[Excerpt from a dataset]
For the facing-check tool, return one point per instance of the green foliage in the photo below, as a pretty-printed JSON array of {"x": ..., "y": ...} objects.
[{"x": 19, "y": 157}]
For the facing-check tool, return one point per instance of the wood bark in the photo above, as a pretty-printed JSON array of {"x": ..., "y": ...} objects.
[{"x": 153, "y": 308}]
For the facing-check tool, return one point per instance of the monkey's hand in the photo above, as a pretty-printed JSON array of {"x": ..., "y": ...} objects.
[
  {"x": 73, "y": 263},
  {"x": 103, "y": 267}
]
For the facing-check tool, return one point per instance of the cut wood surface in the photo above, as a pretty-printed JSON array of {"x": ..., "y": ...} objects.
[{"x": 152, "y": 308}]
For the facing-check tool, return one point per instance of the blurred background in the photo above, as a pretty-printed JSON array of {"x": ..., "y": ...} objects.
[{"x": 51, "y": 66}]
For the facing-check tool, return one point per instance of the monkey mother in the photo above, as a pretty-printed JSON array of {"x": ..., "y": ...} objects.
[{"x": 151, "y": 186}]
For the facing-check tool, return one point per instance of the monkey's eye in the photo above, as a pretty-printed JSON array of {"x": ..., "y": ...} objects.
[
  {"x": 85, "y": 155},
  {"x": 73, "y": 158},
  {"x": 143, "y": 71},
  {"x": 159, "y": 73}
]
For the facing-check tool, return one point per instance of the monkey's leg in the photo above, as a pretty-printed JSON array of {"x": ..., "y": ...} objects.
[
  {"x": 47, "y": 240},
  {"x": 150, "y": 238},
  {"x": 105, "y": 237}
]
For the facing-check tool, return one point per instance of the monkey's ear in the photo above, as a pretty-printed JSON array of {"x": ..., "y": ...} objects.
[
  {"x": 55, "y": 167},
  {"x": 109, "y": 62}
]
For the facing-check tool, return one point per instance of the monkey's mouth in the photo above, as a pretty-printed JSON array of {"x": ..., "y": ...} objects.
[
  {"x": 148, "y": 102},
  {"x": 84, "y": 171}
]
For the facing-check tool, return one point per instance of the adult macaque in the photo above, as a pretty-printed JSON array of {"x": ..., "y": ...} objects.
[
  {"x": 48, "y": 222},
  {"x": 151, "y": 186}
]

- **Task details**
Repeat back the data above, exact to the last character.

- **Final result**
For the facing-check tool, return one point per instance of the green foliage in the photo below, as a pretty-printed JSON array of {"x": ..., "y": ...} objects.
[{"x": 19, "y": 157}]
For the facing-check tool, return one point per instance of the wood bark in the photo above, as a pretty-printed JSON array of {"x": ..., "y": ...} objects.
[{"x": 153, "y": 308}]
For the facing-check tool, return one point per instance of the monkey's hand in the photo above, as a pretty-printed JSON array of {"x": ..., "y": ...} objects.
[
  {"x": 73, "y": 263},
  {"x": 103, "y": 267}
]
For the facing-check tool, return one point per instance of the cut wood surface in the photo above, as a pretty-printed JSON array of {"x": ..., "y": ...} objects.
[{"x": 152, "y": 308}]
For the facing-check tool, return one point per instance of the blurred background in the photo above, as a pretty-printed JSON array of {"x": ..., "y": ...} objects.
[{"x": 51, "y": 66}]
For the facing-check tool, return one point per instance of the monkey mother in the photo above, as a pretty-printed JSON array of {"x": ..., "y": ...} objects.
[{"x": 151, "y": 186}]
For the facing-check tool, return one point per instance of the monkey's eye in the photo above, as a pretty-printed JSON array of {"x": ..., "y": ...} objects.
[
  {"x": 85, "y": 155},
  {"x": 73, "y": 158},
  {"x": 143, "y": 71},
  {"x": 159, "y": 73}
]
For the facing-check tool, return one point per instance of the monkey's leg in the photo above, as a pretty-printed JSON array of {"x": ..., "y": ...} objects.
[
  {"x": 47, "y": 240},
  {"x": 150, "y": 238},
  {"x": 105, "y": 237}
]
For the facing-check tool, return one point per instance of the monkey's ear in the photo above, as a pretty-printed JSON array of {"x": ..., "y": ...} objects.
[
  {"x": 55, "y": 167},
  {"x": 109, "y": 62}
]
For the facing-check tool, return one point per instance of the monkey's mouth in the photo above, as a pretty-printed JSON array of {"x": ..., "y": ...} objects.
[
  {"x": 148, "y": 102},
  {"x": 84, "y": 171}
]
For the facing-check tool, return one point per instance of the adult macaque in the photo above, as a pretty-printed JSON array of {"x": ..., "y": ...} objects.
[
  {"x": 48, "y": 222},
  {"x": 151, "y": 186}
]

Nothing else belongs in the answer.